_SET EXERCISE:_ Continue the article below on Megan Fox and Machine Gun Kelly's red-carpet romance, starting after its final sentence.

_SOURCE:_
- - - - -

Why Megan Fox and Machine Gun Kelly’s Showy Celeb Romance is So Much Fun

By Kayleigh Donaldson | Celebrity | June 1, 2021 |

By Kayleigh Donaldson | Celebrity | June 1, 2021 |


Megan Fox Machine Gun Kelly 1.jpg

The red carpet season has returned in glorious fashion after a year of forced hibernation. With premieres and awards ceremonies either canceled or reduced to socially distanced Zoom-fests, there wasn’t much to keep fashion lovers amused. Sure, some celebrities went all out with their work-from-home clothing choices but where was the theater? We couldn’t blame the rich and famous for sticking to comfort with their Instagram photoshoots, but we still yearned for a little bit of the old in-person drama. Blessed be, then, for those show-people who have thrown themselves into the couture madness with gusto. Consider Doja Cat or H.E.R. or Anya Taylor Joy. And now we have a new red carpet golden couple in the form of Megan Fox and Machine Gun Kelly.

- - - - -

_DATASET ROWS:_
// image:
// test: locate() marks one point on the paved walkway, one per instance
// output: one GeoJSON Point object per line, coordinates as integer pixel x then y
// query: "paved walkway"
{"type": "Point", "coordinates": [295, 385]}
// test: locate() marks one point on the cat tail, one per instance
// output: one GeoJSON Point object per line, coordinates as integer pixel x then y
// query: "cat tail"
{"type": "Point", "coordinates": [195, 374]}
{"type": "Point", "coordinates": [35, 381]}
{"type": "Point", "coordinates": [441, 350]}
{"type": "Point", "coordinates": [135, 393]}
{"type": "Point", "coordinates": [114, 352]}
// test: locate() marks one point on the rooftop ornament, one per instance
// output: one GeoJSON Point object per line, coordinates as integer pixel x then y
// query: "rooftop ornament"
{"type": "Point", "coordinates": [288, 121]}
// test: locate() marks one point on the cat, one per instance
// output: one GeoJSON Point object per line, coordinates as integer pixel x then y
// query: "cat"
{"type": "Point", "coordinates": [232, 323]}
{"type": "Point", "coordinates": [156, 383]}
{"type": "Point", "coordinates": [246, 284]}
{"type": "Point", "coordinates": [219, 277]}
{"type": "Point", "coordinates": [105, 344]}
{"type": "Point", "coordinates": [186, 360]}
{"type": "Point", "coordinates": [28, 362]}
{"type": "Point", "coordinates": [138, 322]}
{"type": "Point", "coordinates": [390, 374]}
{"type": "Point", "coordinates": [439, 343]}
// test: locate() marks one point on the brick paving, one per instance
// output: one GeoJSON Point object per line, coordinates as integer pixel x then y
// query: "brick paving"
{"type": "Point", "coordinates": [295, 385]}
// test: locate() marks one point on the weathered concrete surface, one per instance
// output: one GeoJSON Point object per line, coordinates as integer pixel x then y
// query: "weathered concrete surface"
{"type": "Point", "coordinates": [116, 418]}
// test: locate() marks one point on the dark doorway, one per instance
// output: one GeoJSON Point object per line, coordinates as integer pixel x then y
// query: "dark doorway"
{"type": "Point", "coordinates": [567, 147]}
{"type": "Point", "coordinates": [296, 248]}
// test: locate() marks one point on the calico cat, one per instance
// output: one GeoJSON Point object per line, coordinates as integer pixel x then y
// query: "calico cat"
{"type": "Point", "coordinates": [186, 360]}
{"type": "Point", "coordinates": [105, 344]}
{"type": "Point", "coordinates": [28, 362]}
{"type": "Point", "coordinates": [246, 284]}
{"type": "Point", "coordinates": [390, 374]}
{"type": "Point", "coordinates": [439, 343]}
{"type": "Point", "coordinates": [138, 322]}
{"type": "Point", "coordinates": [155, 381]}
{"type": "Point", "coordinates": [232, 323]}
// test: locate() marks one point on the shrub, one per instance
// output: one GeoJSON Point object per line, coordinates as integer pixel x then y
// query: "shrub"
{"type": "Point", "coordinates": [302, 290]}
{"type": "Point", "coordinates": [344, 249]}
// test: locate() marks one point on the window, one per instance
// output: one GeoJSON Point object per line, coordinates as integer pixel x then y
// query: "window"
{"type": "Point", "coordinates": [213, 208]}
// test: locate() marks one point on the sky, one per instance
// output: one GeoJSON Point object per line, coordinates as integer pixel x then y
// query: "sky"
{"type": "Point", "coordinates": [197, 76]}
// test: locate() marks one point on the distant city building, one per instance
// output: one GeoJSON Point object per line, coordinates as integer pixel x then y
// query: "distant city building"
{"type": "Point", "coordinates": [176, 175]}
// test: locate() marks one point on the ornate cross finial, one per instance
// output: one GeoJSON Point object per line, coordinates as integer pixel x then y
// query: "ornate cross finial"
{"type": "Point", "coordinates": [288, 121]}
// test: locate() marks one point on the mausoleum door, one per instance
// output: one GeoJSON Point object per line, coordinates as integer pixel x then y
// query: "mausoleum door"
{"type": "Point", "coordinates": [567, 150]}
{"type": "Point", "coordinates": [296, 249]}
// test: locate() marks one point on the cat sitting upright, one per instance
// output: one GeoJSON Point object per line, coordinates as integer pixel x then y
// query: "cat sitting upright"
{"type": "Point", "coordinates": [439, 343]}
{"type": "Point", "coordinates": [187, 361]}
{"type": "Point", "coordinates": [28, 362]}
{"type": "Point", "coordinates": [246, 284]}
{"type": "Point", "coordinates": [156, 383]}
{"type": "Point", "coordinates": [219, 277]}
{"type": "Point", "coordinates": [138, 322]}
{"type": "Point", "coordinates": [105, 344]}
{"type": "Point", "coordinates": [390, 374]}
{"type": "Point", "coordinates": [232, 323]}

- - - - -

_RESULT OF THE EXERCISE:_
Following her split from husband Brian Austin Green, with whom she maintained a relatively low-key relationship, Fox jumped head-first into being a very public girlfriend with her new beau, singer and musician Machine Gun Kelly. They’ve only been together for about a year but hoo boy have they enjoyed themselves with their wonderfully ridiculous love. I say that with as much affection as I can possibly convey, because I truly didn’t know how much I, as a gossip hound, was hungering for a celebrity couple like this until they were seemingly everywhere. You can see why people are comparing them to the heydays of Angelina and Billy Bob or Pam and Tommy (Kelly even played Tommy Lee in the Motley Crue film The Dirt.) The tattooed rocker and the sex symbol, scantily clad and pouting for the cameras. It’s one hell of a performance.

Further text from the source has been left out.